Dataset content:
=-=-=-=-=

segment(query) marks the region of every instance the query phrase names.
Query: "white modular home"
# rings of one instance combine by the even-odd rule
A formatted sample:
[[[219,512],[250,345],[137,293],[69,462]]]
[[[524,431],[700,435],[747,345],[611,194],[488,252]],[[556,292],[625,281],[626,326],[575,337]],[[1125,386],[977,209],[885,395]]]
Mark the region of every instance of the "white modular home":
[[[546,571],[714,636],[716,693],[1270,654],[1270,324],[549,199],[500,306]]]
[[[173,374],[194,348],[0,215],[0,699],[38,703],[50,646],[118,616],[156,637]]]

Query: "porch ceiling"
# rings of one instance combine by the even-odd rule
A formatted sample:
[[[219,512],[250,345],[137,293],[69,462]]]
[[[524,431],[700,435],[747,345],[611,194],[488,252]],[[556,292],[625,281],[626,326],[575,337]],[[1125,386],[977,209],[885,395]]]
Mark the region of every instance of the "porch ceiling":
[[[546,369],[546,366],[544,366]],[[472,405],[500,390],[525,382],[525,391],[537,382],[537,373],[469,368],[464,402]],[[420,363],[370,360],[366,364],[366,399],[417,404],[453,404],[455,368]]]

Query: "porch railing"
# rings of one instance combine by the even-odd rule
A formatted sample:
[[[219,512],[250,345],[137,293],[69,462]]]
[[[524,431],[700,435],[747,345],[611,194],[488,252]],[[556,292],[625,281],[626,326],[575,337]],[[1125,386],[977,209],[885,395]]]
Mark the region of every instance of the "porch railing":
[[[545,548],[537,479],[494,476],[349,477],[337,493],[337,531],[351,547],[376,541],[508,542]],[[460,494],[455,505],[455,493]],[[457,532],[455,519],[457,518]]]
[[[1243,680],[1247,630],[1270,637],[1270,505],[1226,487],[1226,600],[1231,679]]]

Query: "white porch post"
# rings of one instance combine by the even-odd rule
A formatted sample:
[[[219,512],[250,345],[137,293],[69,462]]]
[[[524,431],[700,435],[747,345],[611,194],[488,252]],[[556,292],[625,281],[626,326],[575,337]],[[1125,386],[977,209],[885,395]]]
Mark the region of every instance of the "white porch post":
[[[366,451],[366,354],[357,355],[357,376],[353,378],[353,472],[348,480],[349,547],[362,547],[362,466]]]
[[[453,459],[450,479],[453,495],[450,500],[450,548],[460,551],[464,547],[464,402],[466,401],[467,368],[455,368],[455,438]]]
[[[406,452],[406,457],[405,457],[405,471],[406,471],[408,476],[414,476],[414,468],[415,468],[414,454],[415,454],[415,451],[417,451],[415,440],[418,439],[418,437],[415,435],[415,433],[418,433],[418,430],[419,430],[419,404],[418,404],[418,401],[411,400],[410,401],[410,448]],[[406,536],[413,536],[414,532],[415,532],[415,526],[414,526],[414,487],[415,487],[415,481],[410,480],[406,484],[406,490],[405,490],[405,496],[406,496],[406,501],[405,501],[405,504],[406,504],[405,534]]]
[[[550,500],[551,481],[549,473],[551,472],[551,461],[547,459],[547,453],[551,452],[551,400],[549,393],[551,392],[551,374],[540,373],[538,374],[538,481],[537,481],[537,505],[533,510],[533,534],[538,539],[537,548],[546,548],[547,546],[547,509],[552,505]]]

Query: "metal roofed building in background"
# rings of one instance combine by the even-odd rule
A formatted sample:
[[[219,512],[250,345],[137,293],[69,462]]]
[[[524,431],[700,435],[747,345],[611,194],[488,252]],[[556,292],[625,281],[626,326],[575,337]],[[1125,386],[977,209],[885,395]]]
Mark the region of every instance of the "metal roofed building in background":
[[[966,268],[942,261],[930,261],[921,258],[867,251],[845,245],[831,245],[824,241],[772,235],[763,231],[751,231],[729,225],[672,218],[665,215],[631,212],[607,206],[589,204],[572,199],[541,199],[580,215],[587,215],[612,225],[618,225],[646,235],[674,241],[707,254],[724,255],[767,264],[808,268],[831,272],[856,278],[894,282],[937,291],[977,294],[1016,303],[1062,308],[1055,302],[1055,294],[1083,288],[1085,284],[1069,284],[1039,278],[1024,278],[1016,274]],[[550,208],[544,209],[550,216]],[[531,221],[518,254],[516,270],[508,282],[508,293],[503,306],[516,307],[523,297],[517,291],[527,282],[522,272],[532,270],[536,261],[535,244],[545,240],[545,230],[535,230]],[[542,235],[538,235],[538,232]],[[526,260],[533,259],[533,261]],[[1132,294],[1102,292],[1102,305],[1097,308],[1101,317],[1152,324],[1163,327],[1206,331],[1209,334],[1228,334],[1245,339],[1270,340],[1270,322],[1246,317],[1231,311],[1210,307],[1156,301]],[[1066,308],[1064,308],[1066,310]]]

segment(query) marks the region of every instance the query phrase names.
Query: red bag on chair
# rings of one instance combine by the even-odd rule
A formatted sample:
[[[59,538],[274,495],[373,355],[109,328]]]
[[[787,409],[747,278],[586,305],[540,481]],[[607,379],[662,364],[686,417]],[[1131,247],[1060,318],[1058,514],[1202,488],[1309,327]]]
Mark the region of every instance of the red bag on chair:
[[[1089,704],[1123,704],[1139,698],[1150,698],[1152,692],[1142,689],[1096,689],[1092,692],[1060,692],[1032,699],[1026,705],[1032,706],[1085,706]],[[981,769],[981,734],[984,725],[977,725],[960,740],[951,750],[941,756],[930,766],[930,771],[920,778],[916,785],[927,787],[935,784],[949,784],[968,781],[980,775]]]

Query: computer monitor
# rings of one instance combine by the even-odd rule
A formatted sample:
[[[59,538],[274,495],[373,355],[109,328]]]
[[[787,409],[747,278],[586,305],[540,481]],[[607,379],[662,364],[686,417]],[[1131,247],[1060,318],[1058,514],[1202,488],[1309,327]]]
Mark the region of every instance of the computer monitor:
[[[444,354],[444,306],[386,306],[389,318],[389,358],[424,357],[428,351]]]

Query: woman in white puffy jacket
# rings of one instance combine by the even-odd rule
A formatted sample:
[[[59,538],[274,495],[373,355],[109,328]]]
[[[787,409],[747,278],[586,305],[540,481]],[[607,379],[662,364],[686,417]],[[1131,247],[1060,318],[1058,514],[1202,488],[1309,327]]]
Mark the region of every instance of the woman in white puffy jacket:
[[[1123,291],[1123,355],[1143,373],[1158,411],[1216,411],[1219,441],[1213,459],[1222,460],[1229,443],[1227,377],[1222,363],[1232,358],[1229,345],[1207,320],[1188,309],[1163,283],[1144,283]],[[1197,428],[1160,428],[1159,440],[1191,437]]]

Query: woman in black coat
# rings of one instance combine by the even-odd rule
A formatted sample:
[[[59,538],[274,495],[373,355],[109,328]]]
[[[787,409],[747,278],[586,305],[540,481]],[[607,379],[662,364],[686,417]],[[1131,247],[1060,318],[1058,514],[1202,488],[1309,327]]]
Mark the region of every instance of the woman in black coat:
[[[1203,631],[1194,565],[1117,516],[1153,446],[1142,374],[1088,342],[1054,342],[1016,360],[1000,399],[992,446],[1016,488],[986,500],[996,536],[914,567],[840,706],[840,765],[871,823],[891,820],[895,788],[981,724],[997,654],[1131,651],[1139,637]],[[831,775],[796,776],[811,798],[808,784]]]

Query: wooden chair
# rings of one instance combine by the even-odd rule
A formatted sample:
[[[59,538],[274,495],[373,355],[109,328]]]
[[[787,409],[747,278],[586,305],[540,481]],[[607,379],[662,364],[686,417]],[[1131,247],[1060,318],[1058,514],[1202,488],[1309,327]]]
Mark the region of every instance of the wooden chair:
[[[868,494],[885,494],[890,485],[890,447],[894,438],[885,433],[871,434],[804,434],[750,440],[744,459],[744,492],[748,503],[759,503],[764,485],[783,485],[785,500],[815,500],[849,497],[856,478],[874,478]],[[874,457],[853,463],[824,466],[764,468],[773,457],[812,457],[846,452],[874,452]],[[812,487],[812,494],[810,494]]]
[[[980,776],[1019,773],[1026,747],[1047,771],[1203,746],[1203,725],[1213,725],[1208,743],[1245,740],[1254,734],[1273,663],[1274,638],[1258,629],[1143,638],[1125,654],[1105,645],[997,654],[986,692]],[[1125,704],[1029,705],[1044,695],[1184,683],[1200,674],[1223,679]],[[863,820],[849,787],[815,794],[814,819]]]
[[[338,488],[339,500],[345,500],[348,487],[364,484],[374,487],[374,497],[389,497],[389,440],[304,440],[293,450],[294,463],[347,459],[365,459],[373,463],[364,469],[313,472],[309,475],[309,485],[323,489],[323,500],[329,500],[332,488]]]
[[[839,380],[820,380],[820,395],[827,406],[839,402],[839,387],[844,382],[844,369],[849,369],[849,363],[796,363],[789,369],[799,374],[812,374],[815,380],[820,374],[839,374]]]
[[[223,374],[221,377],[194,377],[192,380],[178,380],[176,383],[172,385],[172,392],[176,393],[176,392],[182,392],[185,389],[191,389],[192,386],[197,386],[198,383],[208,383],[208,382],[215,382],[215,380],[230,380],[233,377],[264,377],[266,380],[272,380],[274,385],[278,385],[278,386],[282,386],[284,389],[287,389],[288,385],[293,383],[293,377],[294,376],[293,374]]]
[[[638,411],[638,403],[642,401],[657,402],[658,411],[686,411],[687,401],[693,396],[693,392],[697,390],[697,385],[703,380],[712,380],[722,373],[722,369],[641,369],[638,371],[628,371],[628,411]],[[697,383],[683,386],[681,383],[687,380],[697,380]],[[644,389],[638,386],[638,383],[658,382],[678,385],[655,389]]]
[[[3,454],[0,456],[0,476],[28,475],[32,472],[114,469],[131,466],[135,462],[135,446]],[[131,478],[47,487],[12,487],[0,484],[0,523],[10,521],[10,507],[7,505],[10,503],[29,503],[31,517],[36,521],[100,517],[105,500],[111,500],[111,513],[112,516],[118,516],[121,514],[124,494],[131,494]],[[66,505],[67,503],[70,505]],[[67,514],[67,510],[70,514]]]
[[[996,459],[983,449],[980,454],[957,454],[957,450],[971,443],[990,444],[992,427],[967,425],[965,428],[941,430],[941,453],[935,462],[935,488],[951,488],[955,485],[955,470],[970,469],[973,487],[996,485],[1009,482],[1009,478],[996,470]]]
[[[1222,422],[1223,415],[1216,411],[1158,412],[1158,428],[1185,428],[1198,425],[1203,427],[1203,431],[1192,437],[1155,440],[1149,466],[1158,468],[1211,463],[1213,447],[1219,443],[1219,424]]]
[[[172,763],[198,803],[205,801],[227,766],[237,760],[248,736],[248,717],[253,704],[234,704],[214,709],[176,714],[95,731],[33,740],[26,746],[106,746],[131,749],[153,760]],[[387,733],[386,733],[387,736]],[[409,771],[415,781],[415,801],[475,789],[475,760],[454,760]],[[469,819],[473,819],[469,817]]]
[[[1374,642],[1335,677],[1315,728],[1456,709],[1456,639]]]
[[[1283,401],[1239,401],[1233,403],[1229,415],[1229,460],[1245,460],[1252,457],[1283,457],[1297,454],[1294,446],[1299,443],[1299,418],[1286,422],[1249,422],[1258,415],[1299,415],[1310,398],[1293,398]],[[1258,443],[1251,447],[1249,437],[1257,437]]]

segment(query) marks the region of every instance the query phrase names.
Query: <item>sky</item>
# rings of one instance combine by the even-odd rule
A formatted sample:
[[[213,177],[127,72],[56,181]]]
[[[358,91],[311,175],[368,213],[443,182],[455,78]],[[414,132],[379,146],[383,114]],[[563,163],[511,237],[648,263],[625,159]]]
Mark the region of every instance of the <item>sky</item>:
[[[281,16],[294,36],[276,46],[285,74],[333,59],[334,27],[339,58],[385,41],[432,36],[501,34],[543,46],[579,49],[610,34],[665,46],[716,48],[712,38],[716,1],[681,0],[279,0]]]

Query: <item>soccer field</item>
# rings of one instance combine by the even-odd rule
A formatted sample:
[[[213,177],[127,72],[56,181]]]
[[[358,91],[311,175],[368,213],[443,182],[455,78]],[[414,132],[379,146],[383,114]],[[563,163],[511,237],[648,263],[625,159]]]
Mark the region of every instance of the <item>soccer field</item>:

=-=-=-=-=

Recast the lines as a numbered list, beginning at the line that contains "Query: <item>soccer field</item>" and continuing through the last line of the material, and leave out any blank lines.

Completed exercise:
1. Query: <item>soccer field</item>
2. # rings of one instance combine by the even-odd rule
3. A formatted sample:
4. [[[213,177],[127,72],[56,181]]]
5. [[[358,91],[311,175],[368,213],[443,182],[455,78]],[[414,132],[379,146],[383,114]],[[563,163],[511,237],[648,263],[625,159]]]
6. Mark the region of every instance of the <item>soccer field</item>:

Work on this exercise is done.